*EXERCISE REQUIREMENTS*:
Reproduce, word for word, the lines from the one containing "Your objective: find every small" through the last line of the records, including both.

*Collected data entries*:
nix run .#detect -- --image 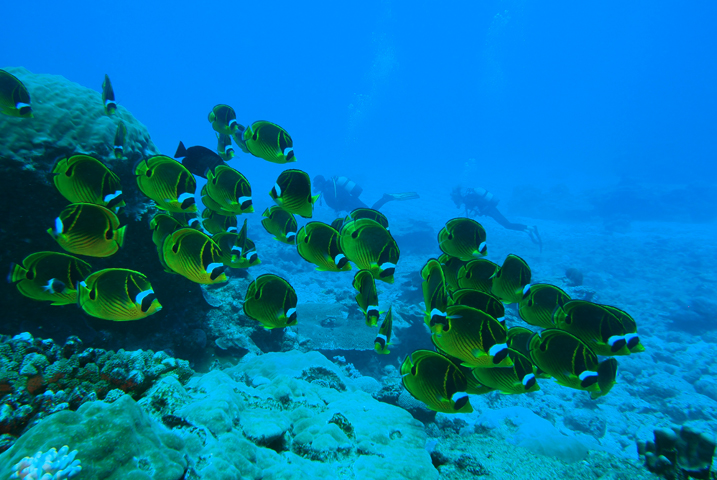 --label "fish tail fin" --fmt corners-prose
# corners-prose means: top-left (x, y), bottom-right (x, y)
top-left (174, 140), bottom-right (187, 158)
top-left (115, 225), bottom-right (127, 247)
top-left (7, 262), bottom-right (27, 283)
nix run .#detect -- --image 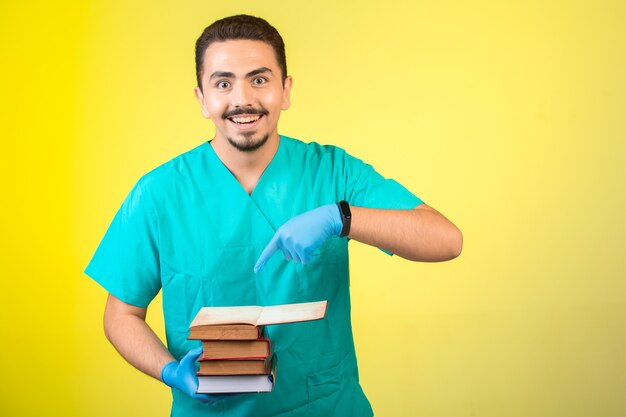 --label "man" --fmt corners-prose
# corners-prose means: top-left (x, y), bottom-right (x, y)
top-left (86, 16), bottom-right (462, 416)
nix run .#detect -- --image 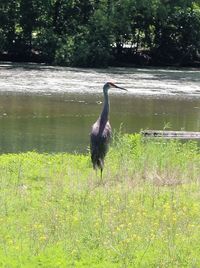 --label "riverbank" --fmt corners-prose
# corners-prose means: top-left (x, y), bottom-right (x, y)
top-left (0, 135), bottom-right (200, 267)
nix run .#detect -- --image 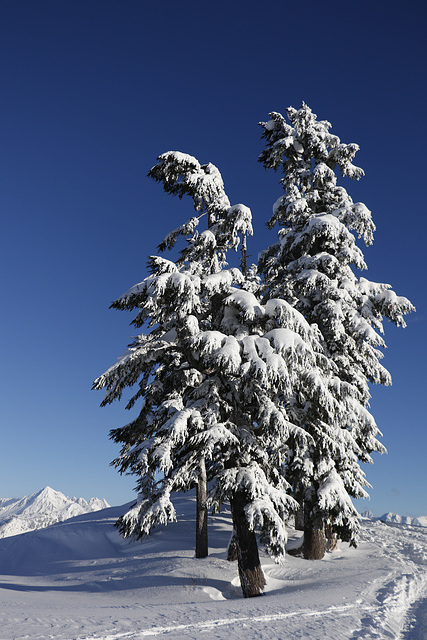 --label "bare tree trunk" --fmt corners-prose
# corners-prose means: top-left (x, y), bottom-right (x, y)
top-left (302, 516), bottom-right (326, 560)
top-left (295, 505), bottom-right (304, 531)
top-left (325, 522), bottom-right (338, 551)
top-left (231, 491), bottom-right (266, 598)
top-left (227, 529), bottom-right (237, 562)
top-left (196, 460), bottom-right (209, 558)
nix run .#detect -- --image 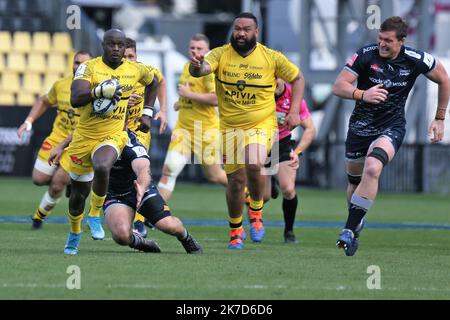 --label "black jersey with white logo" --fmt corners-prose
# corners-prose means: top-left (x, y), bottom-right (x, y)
top-left (345, 44), bottom-right (436, 136)
top-left (108, 130), bottom-right (150, 194)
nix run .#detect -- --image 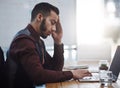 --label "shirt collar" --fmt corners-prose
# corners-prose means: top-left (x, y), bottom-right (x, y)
top-left (26, 24), bottom-right (40, 40)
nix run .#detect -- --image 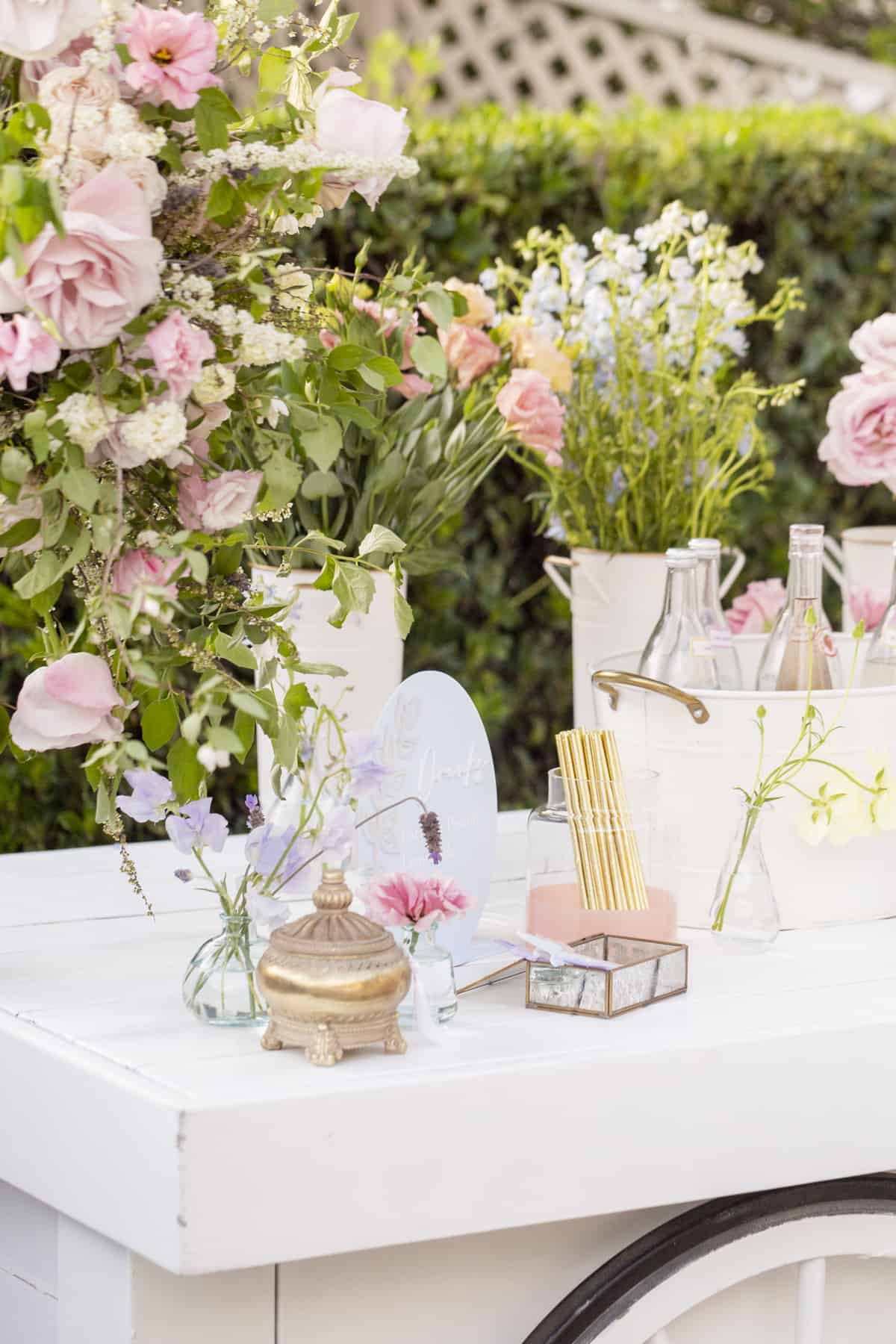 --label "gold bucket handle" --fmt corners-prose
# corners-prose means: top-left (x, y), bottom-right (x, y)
top-left (591, 671), bottom-right (709, 723)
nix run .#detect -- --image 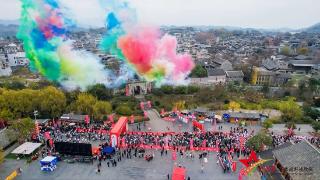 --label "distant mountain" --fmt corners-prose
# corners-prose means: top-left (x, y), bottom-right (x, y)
top-left (304, 23), bottom-right (320, 33)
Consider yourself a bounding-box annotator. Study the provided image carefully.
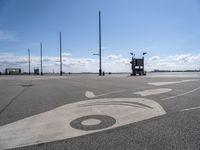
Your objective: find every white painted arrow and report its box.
[0,98,166,149]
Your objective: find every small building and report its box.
[5,68,21,75]
[130,57,146,76]
[34,69,39,75]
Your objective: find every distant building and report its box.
[5,68,21,75]
[34,69,39,75]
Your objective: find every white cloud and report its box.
[0,53,200,72]
[62,52,72,57]
[149,56,160,61]
[0,30,16,41]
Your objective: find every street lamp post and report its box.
[60,32,62,76]
[40,42,43,76]
[28,48,31,75]
[142,52,147,74]
[99,11,102,76]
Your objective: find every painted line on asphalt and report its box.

*CORRECT OUTPUT*:
Your objective: find every small building and report its box.
[5,68,21,75]
[130,57,146,76]
[34,69,39,75]
Your objective: find every distant building and report its box.
[5,68,21,75]
[34,69,39,75]
Your objective: find every white cloud and report its box.
[0,53,200,72]
[62,52,72,57]
[149,56,160,61]
[0,30,16,41]
Your objective: find every street lamp post and report its box.
[60,32,62,76]
[40,42,43,76]
[28,48,31,75]
[142,52,147,74]
[99,11,102,76]
Your objective: find every painted line on asphalt and report its box.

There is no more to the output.